▶ [TRY IT] A picture-free, exact copy of all the records below is the goal.
==== SOURCE INFORMATION ====
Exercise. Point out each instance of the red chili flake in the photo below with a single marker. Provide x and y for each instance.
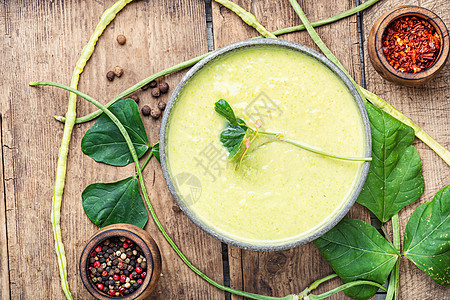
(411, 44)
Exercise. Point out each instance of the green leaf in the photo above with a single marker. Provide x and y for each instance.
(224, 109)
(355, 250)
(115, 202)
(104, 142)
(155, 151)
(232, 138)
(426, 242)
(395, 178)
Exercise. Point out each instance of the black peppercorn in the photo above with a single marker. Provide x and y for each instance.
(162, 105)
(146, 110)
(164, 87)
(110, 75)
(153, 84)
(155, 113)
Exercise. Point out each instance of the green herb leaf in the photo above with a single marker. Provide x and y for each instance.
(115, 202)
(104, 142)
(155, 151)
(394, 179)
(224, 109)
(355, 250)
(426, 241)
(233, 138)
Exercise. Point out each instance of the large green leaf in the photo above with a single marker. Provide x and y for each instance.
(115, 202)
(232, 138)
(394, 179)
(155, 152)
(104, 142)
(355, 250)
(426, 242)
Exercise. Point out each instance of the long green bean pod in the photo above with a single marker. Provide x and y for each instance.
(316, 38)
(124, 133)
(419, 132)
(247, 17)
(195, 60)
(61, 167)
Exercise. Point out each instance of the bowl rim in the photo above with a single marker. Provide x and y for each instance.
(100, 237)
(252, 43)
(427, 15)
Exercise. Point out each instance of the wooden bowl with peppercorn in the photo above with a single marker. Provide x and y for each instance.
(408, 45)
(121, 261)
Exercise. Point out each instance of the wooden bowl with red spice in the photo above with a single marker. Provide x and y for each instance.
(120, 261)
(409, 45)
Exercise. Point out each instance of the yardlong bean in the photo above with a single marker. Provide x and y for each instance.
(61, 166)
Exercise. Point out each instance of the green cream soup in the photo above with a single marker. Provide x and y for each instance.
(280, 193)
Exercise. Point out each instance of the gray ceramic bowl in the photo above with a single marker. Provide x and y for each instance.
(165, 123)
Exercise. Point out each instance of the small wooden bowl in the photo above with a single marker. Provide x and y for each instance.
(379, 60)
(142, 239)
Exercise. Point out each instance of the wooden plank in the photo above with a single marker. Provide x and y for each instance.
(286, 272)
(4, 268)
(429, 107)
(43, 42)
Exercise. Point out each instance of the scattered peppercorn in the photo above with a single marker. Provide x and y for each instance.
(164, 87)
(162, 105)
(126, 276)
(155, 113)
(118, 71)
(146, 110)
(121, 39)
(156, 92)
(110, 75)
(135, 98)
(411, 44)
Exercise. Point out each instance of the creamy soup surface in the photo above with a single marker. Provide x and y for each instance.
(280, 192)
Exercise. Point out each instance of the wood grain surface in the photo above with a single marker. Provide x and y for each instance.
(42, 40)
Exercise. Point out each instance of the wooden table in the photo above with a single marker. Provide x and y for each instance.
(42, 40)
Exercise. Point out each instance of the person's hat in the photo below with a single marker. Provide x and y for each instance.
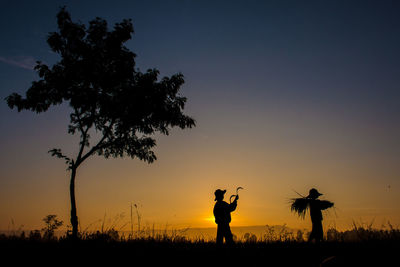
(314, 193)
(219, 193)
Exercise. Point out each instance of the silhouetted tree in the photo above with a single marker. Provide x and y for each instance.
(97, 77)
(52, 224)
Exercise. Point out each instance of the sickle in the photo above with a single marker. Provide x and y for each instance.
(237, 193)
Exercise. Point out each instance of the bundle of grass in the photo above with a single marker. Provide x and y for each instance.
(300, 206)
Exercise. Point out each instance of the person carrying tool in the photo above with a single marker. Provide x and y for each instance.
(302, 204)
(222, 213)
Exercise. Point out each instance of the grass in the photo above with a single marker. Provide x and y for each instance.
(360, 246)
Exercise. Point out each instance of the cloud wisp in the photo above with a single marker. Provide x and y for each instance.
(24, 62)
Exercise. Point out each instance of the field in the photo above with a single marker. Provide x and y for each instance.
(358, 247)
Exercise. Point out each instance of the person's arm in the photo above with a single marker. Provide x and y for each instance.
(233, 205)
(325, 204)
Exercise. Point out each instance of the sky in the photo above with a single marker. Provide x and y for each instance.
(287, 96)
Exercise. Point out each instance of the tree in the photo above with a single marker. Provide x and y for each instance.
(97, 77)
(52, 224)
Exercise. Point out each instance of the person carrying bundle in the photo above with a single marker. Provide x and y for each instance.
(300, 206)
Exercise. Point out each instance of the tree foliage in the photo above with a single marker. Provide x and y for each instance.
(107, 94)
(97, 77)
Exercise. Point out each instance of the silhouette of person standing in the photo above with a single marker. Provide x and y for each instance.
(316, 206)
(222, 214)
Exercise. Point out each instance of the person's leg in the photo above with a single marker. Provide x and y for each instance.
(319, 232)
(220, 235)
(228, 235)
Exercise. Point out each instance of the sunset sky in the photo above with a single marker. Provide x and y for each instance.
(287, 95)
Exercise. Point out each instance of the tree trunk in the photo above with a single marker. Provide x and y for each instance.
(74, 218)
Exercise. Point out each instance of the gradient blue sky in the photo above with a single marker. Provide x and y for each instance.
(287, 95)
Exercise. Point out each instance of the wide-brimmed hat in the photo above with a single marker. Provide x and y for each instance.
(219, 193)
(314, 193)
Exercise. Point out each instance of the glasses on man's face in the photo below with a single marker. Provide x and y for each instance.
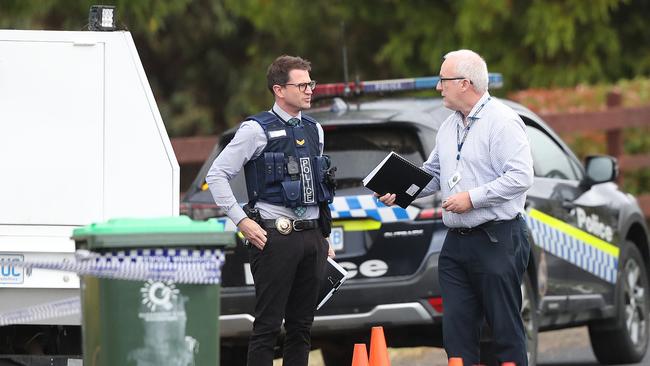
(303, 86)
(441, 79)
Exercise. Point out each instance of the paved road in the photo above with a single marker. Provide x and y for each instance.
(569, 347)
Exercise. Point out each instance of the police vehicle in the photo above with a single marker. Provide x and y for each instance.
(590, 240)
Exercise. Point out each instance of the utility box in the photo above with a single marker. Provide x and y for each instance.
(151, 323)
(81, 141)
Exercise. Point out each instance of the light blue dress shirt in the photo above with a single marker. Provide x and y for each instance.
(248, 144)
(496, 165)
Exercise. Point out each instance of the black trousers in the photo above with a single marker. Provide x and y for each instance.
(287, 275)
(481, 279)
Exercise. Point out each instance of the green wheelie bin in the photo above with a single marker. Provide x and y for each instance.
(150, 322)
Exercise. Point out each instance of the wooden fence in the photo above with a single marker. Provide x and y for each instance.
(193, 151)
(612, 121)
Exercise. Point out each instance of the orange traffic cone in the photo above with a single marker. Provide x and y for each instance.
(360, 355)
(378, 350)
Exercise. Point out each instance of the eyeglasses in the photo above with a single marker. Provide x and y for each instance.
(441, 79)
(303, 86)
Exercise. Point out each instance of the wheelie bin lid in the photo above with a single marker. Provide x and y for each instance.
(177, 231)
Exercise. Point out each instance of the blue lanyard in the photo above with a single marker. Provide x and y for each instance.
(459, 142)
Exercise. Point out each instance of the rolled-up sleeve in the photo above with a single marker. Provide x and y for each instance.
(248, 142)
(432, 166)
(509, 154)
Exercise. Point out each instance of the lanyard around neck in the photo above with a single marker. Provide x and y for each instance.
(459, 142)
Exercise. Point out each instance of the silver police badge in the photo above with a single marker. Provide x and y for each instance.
====
▶ [REPLY]
Exercise. Point out each instance of the red chili flake in the photo below with a single marker. Provide x and y for each instance.
(411, 44)
Exercise. Point out each instance of the green leaf in the photo above with a single marker. Provide x and y for each instance.
(224, 109)
(355, 250)
(115, 202)
(104, 142)
(155, 151)
(232, 138)
(426, 242)
(395, 178)
Exercise. Point out each instance of the black peppercorn in the photo above with a single marker. Provide x and y for each instance.
(162, 105)
(146, 110)
(164, 87)
(110, 75)
(153, 84)
(155, 113)
Exercise. Point out each instance of the green herb leaf in the photo above with a single marker. Provide x and y for each instance.
(115, 202)
(104, 142)
(155, 151)
(394, 179)
(224, 109)
(355, 250)
(426, 241)
(233, 138)
Exercise. Point out each instance of the large green leaf in the photo above with a single marker. Provide x and y for each instance.
(115, 202)
(232, 138)
(394, 179)
(155, 152)
(104, 142)
(355, 250)
(426, 242)
Exercise. Point out each instance of the long green bean pod in the photo above with a single marker. Provide x and y for each instance.
(316, 38)
(124, 133)
(419, 132)
(247, 17)
(195, 60)
(61, 167)
Exercise. Point out each instance of the bowl rim in the photo above with a single marker. Provide x and y for each instance.
(100, 237)
(252, 43)
(427, 15)
Exercise. Point out each instance of the wooden bowl with peppercorn in the photo above with a single marker. Provide x and y for each instance.
(408, 45)
(121, 261)
Exercise. Point out each instance of the wooden bowl with red spice in the photo above with a single marker. Provide x and y for each instance.
(120, 261)
(409, 45)
Exercise. Point out each instance of the yardlong bean in the photo above with a single marker. Provide x and y for each instance.
(61, 166)
Exercise. Point out each instance of the green cream soup in the photo above with a single marker. Provide x and y for each instance.
(280, 193)
Exercise. Point out each instance of the gray ceramic bowl in the photo above with a single marker. Provide x and y for each instance.
(165, 123)
Exercise. Point out each instance of the small wooden bowl in the photo above with a single marker. Provide x and y for each instance.
(379, 60)
(142, 239)
Exercise. Point out each instance of the wooden plank in the photo above with a single marker. Provide x and y for each instance.
(286, 272)
(4, 268)
(429, 107)
(43, 42)
Exercise. Point out each instance of the scattered peppercorn in the photo above with a single marker. Provide x and y for each instance.
(164, 87)
(162, 105)
(126, 276)
(155, 113)
(118, 71)
(146, 110)
(121, 39)
(156, 92)
(110, 75)
(135, 98)
(411, 44)
Exercise. Point out each instance of the creamy soup surface in the photo above with a single marker. Provide x and y for each instance.
(280, 192)
Exercise. Point out each instance of the wood grain surface in the photo above with a single marker. Provide x and y for each instance.
(42, 40)
Exercise. Point out each instance of the wooden table in the photo above with a single marker. Provide x and y for each instance.
(42, 40)
Exercise. Point out each instance of the person's hat in the photo below with a single marker. Provide x and y for each instance.
(314, 193)
(219, 193)
Exercise. Point out each instance of the silhouetted tree in the photo above with a single marker. Provide x and y for each instance.
(97, 77)
(52, 224)
Exercise. Point out each instance of the sickle in the photo above with a single marker. Provide x and y for each instance.
(237, 193)
Exercise. Point out each instance of the bundle of grass in the photo above with a single marker. Provide x and y for each instance.
(300, 206)
Exercise. Point out each instance of the person carrying tool in the photo above with a single marker. Provide x and y for each instance.
(302, 204)
(222, 213)
Exercise. Point out each instance of the grass in the photo above with a single marker. Provide x and y for each instance.
(360, 246)
Exercise. Point out each instance of the cloud wisp in the photo above with a single marker. Provide x and y for each instance.
(24, 62)
Exercise. Point out each instance of the field in the photo above with a single marker. Provide x and y for each instance.
(358, 247)
Exercise. Point out each instance of the person's arm in the photo above with a single marker. Provide x and y for each instance.
(233, 205)
(325, 204)
Exercise. Point out each instance of the sky in the photo above with a single marker. Provide x and y for each instance.
(287, 96)
Exercise. Point out each instance of the tree in the photo above with a single marker. Provide x and y for each instance.
(97, 77)
(52, 224)
Exercise. Point out each instance of the person carrying bundle in the photo above with a single marker. Provide x and y for each instance.
(300, 206)
Exercise. Point out each instance of the tree foliage in the photo above with a single marker. Provide x and y for each instance.
(107, 94)
(97, 77)
Exercise. Point out each instance of the silhouette of person standing in the photo above with a single marker. Provide x and y for each instance.
(316, 206)
(222, 214)
Exercise. Point out each instance of the person's leg in the photo above with a single marker. Provide x and y for each instance.
(319, 232)
(220, 235)
(228, 235)
Exercise. Point out each instance of the sunset sky in the photo above with a single marker. Provide x and y for each instance.
(287, 95)
Exercise. Point out each instance of the tree trunk in the photo above with a single marker. Provide x and y for each instance.
(74, 218)
Exercise. Point out each instance of the gradient blue sky in the photo above with a single marker. Provide x and y for each instance.
(287, 95)
Exercise. Point out each instance of the wide-brimmed hat in the photo above with a single marker. Provide x and y for each instance.
(219, 193)
(314, 193)
Exercise. Point out each instance of the glasses on man's face in the photo below with a single marker. Provide x and y for each instance.
(303, 86)
(441, 79)
Exercise. Point out each instance of the paved road in the photo above with a single marker. Provide x and y for each instance.
(569, 347)
Exercise. Point out each instance of the police vehicle in the photo above with a single marker. Provide x and y for each instance.
(590, 240)
Exercise. Point out each instance of the utility box in the photo above with a single marker. Provide x and y for each instance.
(151, 323)
(81, 141)
Exercise. Point out each instance of the light blue dress shirt in the photo above with a single marker. Provide x and y for each instance.
(248, 144)
(496, 165)
Exercise. Point out each instance of the black trousers in the photo above with a single marker. Provide x and y for each instance.
(287, 275)
(481, 279)
Exercise. Point out each instance of the green wheelie bin in the photo above with a single marker. Provide x and y for each instance.
(150, 322)
Exercise. Point out each instance of the wooden fence in the photo above with a single marker. Provide x and y for each instance.
(193, 151)
(612, 121)
Exercise. Point out each instance of the orange traffic cone in the photo above with a single marker. Provide x and y for each instance.
(360, 355)
(378, 350)
Exercise. Point out each instance of the eyeglasses in the photo above with a single marker. Provide x and y for each instance.
(441, 79)
(303, 86)
Exercise. Point out each instance of the wheelie bin lid in the photo above with a single marker. Provide x and y for each instance.
(177, 231)
Exercise. Point out each instance of the blue lanyard in the photo above with a single marker. Provide x and y for each instance.
(459, 142)
Exercise. Point out each instance of the rolled-up sleeve in the photo above with a single marker. Provide x and y for each instance.
(248, 142)
(432, 166)
(509, 154)
Exercise. Point out each instance of the lanyard around neck in the photo above with a single marker. Provide x and y for each instance.
(459, 142)
Exercise. Point out each instance of the silver police badge in the photo above with a single marker. Provide x and y for each instance.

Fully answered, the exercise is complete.